Labeling and segmentation entries

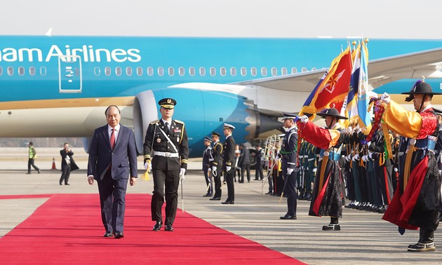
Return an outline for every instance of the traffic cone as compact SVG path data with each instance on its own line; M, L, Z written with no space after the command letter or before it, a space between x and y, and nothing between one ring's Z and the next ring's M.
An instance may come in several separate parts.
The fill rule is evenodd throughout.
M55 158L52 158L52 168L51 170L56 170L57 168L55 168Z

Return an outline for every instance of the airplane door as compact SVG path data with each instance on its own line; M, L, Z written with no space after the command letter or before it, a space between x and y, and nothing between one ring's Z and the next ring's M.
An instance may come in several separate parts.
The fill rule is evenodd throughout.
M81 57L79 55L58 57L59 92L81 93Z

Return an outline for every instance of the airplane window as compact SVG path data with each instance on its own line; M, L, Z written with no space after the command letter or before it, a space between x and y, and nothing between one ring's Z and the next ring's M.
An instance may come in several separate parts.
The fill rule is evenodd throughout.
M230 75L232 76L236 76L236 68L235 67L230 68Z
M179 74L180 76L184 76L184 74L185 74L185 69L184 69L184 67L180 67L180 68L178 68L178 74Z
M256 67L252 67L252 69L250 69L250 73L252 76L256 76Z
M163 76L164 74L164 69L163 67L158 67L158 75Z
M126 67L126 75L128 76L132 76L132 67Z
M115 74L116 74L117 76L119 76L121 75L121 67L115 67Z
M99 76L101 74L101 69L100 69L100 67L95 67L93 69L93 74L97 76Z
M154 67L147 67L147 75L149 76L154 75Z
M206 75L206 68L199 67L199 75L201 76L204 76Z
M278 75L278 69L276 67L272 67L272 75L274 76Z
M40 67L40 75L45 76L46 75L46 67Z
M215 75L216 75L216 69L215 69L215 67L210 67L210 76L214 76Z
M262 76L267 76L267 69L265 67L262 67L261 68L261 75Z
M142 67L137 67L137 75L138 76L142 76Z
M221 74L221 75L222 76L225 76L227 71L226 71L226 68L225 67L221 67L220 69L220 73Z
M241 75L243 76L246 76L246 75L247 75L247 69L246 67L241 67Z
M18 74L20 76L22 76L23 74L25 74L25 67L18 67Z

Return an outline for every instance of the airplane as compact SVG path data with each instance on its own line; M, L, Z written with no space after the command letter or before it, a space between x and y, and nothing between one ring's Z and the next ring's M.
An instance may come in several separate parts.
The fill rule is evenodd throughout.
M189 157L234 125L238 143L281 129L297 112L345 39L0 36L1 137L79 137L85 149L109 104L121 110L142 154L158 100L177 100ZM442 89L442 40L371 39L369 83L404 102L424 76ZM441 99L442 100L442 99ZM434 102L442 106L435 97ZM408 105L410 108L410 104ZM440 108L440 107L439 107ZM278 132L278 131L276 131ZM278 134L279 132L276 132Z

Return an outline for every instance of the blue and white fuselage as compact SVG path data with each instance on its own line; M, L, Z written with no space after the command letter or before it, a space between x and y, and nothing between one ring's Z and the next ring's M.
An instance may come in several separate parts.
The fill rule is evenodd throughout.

● Prompt: Convert every line of the entries above into a numbered list, omitting the blank lines and the pictures.

● The response:
1. Return an outline for every instance of the traffic cone as compact SVG path data with each instance on its own line; M, L, Z written with no space after the command letter or before it, a space between x and y, and nothing between one ring's Z and the next ring's M.
2. An instance may come in several separate parts.
3. The fill rule is evenodd throughout.
4. M55 158L52 158L52 168L51 170L56 170L57 168L55 168Z
5. Return an outline for every instance of the airplane door as compact SVG path data with each instance on its own line; M, L, Z written with no space after the command letter or before it, a space between x and y, and nothing between one ring's Z and the next ring's M.
6. An instance may come in several separate parts.
7. The fill rule is evenodd throughout.
8. M81 57L79 55L58 57L59 92L81 93Z
9. Return an outline for every instance of the airplane window as compact SVG path data with each instance on its own line; M, L, Z written with no space after the command letter or before it, a space between x and y, and nothing between one ring's Z and the next ring's M.
10. An instance may come in several separate parts.
11. The fill rule is evenodd throughout.
12. M230 75L232 76L236 76L236 68L235 67L230 68Z
13. M179 74L180 76L184 76L184 74L185 74L185 69L184 69L184 67L180 67L180 68L178 68L178 74Z
14. M256 67L252 67L252 69L250 69L250 73L252 76L256 76Z
15. M163 76L164 74L164 69L163 67L158 67L158 75Z
16. M126 67L126 75L128 76L132 76L132 67Z
17. M115 74L116 74L117 76L119 76L121 75L121 67L115 67Z
18. M99 76L101 74L101 69L100 69L100 67L95 67L93 69L93 74L97 76Z
19. M154 67L147 67L147 75L149 76L154 75Z
20. M206 75L206 68L199 67L199 75L201 76L204 76Z
21. M278 75L278 69L276 67L272 67L272 75L274 76Z
22. M40 67L40 75L45 76L46 75L46 67Z
23. M215 75L216 75L216 69L215 69L215 67L210 67L210 76L214 76Z
24. M262 76L267 76L267 69L265 67L262 67L261 68L261 75Z
25. M142 67L137 67L137 75L138 76L142 76Z
26. M221 74L221 75L222 76L225 76L227 71L226 71L226 68L225 67L221 67L220 69L220 73Z
27. M241 75L243 76L246 76L246 75L247 75L247 69L246 67L241 67Z
28. M18 74L20 76L22 76L23 74L25 74L25 67L18 67Z
29. Return an outline for every instance of the airplane as compact SVG path data with each instance on its own line; M, L, Z written with no space after the command letter or before it, a space between x and y, and nothing between one ring's Z and the next ring's M.
30. An instance may come in several separate parts.
31. The fill rule is evenodd throughout.
32. M189 157L234 125L238 143L281 129L297 112L345 39L0 36L1 137L79 137L85 149L109 104L121 110L142 154L158 100L177 100ZM442 89L442 40L371 39L369 83L404 102L424 76ZM441 99L442 100L442 99ZM434 102L442 106L435 97ZM408 105L410 108L410 104ZM440 108L440 107L439 107ZM278 132L278 131L276 131ZM278 134L279 132L276 132Z
33. Return an outline for every instance of the blue and white fuselage as compact SVG path data with each instance on its own line; M, L, Z written with no space after the command letter or before it, a space between x and y, and nothing between one ring's Z and the next ring's M.
34. An instance may come in several separate parts.
35. The fill rule is evenodd throughout.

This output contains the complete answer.